• Text segment:
• As I understand it, the old lines needed to be upgraded to handle the increasing demand in Heber City and Midway. I am not a fan of above ground power lines, but I also know putting those lines underground is a very expensive process. It is actually something I would like to see a vote on. In the last election there was a bond that passed to purchase open space in the county. It would be interesting to see if an increase in rates at Heber Light and Power or a city sales tax increase to pay for lines to be buried would pass. I am for buried lines, but the voters or users would really need to decide because they will pay for it in the end.

  • Trails


    Trails absolutely need to be part of the master plan and are a necessity of any thriving community. We currently have some of the best mountain biking trails in Utah and there are more appearing all of the time. I am a ride leader with the Devo Mountain Bike team for Wasatch and we have spent 2 Saturdays including tomorrow on trail service and upkeep this summer. As I talk about future development and infrastructure, trails is always part of that conversation. For example, if and when the bypass road happens, I would love some sort of river trail from Deer Creek to Jordonelle incorporated in that plan. This community has the opportunity to be one of the best bike friendly communities in the west, but it will take planning and time to get there.

  • Heber’s Airport has become a popular place for larger jets to land and needs to be safe for all aircraft that are currently coming into the valley. We do not want an accident of any kind at the airport. This is the reason the airport should be brought into compliance with the FAA mandate.

    As I understand, we opened the door to the larger jets when the runway was lengthened in 2003 and although the traffic did not exist then to be a C2 airport, the traffic is here now. Heber City Airport needs to come into compliance with safety for the airplanes that are currently using the public airport due to the federal monies received over the years.

    Some people have made an argument citing the following lines from the FAA rulebook:

    “In some cases, the airport sponsor may decide that it is in the community’s best interest for the airport not to continue to grow to accommodate forecast activity, or to accommodate forecast activity only up to a point. In these cases, the master plan should document this decision and indicate the probable consequences of the decision (e.g., demand will be capped, the demand will go unmet, or the demand will be diverted to another airport).” – 150/5070-6B, Airport Master Plans. Chapter 8 801.a

    The FAA responded:

    “The language quoted from the AC [Advisory Circular] is geared toward capacity improvements for unmet demand, primarily at commercial service airports. In the case of HCR [Heber Valley Airport], we have not identified any unmet demand or aircraft operators that are wanting to use HCR but currently cannot. Through the forecast chapter and conversations with T-O [Engineers; the project manager] the current operations and future forecasted operations are unconstrained at HCR and would not see any increase in larger than C-II traffic once an ARC [Airport Reference Code] change is complete.

    The current situation at the airport is that the facility does not meet standards for the existing fleet of users and critical aircraft. You can refer the the Heber Valley Flight Path website for more information:
    https://hebervalleyflightpath.com/why-heber-city-cant-prevent-specific-planes-from-using-the-airport/.

    The paragraph referenced in the facility requirements chapter of the Master Plan Advisory Circular does not relieve HCR from the requirement to meet FAA Design Standards.

    The forecast does not show the need for going above C2, nor are we close to that. The forecast was completed using unconstrained conditions so there is no reason to believe that by changing the ARC to C2 that there will be an automatic increase in larger traffic. Heber Valley Airport cannot legally limit or restrict operations of the aircraft that are larger than C-II, however it is under no obligation to provide facilities that would attract or encourage growth (i.e., stronger or longer runway). At this point the FAA sees no need to plan for anything larger than a C2 facility. Our position has been that current and forecasted users of this facility are entitled to and should receive the same level of safety standards and considerations that they get at any FAA obligated airport across the country.”

• Extracted data:
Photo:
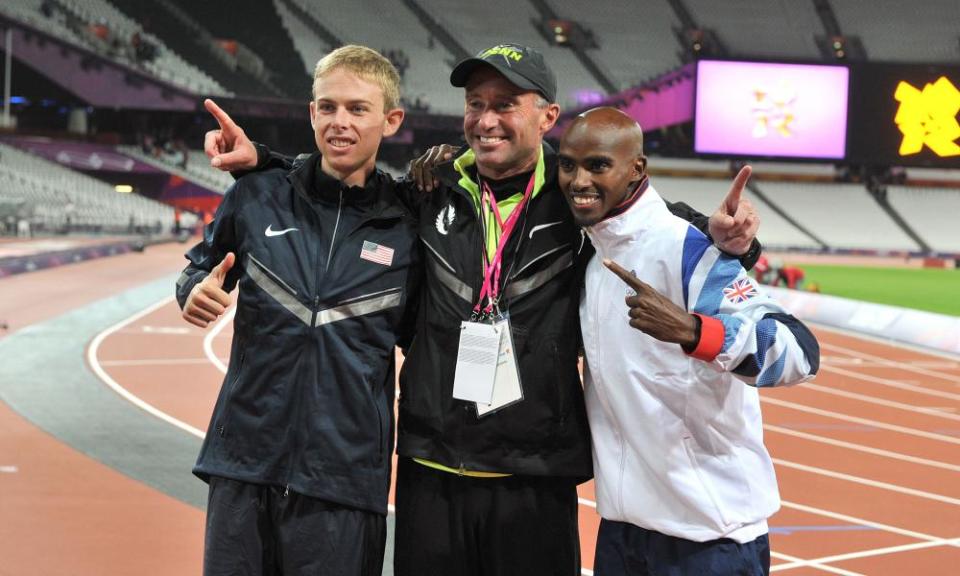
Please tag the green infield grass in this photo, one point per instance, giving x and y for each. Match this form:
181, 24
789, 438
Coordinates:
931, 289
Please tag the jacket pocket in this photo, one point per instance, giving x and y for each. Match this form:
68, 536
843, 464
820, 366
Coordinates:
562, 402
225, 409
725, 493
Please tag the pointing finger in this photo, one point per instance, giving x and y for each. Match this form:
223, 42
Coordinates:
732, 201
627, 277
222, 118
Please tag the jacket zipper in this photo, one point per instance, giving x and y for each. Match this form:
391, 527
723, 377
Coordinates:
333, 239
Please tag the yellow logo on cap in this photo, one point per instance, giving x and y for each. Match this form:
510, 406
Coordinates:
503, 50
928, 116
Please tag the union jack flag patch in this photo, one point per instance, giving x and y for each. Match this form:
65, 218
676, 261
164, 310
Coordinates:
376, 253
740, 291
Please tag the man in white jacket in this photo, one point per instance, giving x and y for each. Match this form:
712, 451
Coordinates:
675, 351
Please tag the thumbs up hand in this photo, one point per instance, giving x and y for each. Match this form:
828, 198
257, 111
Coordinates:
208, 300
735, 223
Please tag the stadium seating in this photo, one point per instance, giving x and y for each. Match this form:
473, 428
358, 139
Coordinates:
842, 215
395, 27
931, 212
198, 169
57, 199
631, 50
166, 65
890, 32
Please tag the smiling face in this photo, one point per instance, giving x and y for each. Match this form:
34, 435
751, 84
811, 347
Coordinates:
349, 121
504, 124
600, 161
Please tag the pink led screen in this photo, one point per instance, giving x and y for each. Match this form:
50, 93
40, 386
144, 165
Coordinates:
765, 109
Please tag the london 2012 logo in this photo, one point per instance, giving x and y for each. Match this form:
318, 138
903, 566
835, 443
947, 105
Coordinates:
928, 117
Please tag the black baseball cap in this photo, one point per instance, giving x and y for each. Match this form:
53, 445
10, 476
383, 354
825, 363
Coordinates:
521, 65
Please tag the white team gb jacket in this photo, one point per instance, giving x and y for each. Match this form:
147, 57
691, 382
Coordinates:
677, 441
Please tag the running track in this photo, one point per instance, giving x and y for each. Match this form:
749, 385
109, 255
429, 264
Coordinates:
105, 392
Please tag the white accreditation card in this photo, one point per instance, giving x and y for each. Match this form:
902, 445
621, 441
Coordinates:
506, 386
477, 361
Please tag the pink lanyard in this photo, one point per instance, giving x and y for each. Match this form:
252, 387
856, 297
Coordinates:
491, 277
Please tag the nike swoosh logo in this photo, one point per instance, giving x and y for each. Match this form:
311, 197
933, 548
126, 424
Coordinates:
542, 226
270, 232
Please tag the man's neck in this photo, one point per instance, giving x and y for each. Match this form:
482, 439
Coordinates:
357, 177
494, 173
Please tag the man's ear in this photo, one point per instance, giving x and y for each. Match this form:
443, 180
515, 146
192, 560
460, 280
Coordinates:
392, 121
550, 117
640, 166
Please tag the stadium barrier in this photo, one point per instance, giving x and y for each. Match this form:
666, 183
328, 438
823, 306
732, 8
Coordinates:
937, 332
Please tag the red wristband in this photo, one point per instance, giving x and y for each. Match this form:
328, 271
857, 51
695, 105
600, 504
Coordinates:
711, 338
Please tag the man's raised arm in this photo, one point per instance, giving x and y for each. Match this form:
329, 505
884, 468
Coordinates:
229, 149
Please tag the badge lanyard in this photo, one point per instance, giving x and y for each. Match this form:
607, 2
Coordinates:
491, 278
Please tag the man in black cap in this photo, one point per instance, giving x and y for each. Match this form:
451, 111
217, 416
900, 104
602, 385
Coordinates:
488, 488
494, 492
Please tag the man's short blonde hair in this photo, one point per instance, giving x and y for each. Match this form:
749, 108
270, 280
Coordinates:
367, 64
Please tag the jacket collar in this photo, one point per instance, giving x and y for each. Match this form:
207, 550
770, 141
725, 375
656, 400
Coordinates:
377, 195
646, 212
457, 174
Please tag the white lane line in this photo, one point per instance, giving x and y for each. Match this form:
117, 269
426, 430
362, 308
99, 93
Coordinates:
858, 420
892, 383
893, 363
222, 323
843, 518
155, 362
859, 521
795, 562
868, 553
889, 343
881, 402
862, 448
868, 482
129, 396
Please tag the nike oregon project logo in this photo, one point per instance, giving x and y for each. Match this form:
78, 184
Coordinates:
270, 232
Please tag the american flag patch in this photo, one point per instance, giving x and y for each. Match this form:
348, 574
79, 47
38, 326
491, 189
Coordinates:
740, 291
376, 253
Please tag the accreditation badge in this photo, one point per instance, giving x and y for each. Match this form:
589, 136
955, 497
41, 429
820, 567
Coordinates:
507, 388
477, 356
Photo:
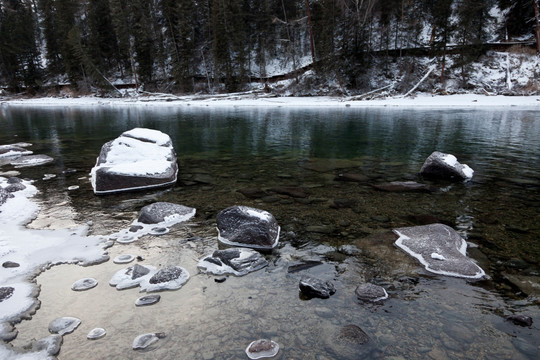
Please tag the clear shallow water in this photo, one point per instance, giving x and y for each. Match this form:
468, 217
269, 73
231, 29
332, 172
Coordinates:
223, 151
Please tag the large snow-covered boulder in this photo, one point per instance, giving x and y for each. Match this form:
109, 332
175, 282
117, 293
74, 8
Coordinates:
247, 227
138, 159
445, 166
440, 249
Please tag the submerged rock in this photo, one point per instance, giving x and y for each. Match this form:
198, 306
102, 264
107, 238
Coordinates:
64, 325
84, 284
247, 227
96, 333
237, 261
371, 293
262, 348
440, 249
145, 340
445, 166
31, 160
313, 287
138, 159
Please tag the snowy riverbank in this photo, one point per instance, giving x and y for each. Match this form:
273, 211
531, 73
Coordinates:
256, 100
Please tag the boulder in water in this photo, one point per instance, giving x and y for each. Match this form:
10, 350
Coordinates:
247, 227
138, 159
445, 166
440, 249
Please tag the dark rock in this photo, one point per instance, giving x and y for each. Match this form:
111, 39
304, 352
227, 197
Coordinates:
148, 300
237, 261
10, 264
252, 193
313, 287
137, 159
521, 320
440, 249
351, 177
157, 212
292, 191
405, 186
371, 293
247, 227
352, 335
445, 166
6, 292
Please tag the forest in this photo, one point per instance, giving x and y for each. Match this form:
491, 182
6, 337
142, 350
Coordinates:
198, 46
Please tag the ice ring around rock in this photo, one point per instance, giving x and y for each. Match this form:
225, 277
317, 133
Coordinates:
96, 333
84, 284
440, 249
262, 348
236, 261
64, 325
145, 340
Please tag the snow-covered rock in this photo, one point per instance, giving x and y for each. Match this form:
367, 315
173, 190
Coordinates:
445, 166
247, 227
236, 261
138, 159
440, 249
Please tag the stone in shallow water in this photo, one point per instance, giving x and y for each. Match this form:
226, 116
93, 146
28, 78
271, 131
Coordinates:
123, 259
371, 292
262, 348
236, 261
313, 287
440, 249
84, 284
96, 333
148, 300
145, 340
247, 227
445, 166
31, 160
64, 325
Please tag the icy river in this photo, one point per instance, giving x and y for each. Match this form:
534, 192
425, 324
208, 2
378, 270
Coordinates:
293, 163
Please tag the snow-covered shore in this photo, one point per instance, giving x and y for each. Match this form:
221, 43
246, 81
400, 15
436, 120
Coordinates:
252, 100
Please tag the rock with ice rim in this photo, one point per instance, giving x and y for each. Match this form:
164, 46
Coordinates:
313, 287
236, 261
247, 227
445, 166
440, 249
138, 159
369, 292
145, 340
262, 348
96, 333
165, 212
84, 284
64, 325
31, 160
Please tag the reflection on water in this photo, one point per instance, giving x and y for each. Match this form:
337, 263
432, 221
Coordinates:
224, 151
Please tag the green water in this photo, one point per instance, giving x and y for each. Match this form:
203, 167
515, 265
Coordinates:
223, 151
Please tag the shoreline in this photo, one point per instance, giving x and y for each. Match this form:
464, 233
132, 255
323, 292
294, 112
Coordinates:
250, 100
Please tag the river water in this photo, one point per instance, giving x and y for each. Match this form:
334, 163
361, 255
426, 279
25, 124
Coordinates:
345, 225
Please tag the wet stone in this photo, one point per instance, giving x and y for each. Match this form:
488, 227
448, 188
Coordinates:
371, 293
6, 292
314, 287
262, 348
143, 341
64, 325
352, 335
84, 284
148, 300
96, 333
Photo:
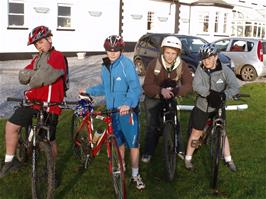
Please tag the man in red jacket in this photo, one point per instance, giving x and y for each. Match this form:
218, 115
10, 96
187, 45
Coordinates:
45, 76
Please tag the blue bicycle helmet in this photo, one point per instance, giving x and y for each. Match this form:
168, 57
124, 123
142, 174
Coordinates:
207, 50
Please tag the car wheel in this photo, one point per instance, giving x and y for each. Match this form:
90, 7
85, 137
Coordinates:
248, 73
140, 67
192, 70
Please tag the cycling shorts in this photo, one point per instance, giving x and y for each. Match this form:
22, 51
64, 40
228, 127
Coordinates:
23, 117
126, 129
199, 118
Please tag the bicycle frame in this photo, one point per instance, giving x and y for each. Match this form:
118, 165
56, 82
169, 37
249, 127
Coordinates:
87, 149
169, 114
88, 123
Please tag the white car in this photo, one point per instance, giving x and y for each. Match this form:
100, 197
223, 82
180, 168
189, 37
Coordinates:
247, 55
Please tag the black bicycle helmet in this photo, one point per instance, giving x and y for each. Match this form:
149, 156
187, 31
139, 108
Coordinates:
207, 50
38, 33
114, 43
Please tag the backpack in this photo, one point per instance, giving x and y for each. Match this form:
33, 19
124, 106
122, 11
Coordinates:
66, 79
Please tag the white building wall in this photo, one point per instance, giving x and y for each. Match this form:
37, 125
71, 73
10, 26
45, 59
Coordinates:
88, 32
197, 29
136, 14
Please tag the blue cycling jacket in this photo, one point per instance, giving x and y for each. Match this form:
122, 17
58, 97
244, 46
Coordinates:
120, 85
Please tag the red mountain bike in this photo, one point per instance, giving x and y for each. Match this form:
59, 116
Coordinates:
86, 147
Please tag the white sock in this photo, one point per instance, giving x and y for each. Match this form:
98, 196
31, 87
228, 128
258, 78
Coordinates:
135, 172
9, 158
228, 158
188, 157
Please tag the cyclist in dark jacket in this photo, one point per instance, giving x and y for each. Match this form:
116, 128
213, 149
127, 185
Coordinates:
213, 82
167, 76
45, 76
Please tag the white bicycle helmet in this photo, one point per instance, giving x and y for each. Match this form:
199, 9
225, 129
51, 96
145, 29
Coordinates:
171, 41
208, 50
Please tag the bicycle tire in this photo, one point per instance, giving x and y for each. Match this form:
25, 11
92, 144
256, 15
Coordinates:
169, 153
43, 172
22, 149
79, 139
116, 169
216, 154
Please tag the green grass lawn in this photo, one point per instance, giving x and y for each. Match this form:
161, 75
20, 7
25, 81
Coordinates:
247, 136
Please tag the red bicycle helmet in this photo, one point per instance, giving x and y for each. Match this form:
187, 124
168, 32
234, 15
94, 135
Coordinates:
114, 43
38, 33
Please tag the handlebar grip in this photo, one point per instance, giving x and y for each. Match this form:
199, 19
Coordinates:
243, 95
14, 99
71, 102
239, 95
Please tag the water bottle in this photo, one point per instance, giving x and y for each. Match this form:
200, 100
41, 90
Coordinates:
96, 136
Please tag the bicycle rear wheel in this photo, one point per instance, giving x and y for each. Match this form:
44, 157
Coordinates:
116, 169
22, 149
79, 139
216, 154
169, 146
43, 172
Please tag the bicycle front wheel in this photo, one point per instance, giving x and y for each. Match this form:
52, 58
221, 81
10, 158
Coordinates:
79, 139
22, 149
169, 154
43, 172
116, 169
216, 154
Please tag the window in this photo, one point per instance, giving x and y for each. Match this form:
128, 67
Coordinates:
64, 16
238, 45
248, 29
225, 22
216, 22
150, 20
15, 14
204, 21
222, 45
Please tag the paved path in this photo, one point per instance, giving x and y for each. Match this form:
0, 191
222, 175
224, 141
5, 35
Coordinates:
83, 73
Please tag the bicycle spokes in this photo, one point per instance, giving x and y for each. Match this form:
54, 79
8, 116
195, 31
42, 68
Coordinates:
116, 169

• What the exercise asks: In the text on Heber Valley issues, why does the writer want voters or users to decide whether power lines are buried? Answer in one to three sentences.

• The response: Putting the lines underground is very expensive, and the voters or users will be the ones who pay for it in the end. The writer suggests this could come through higher rates at Heber Light and Power or a city sales tax increase.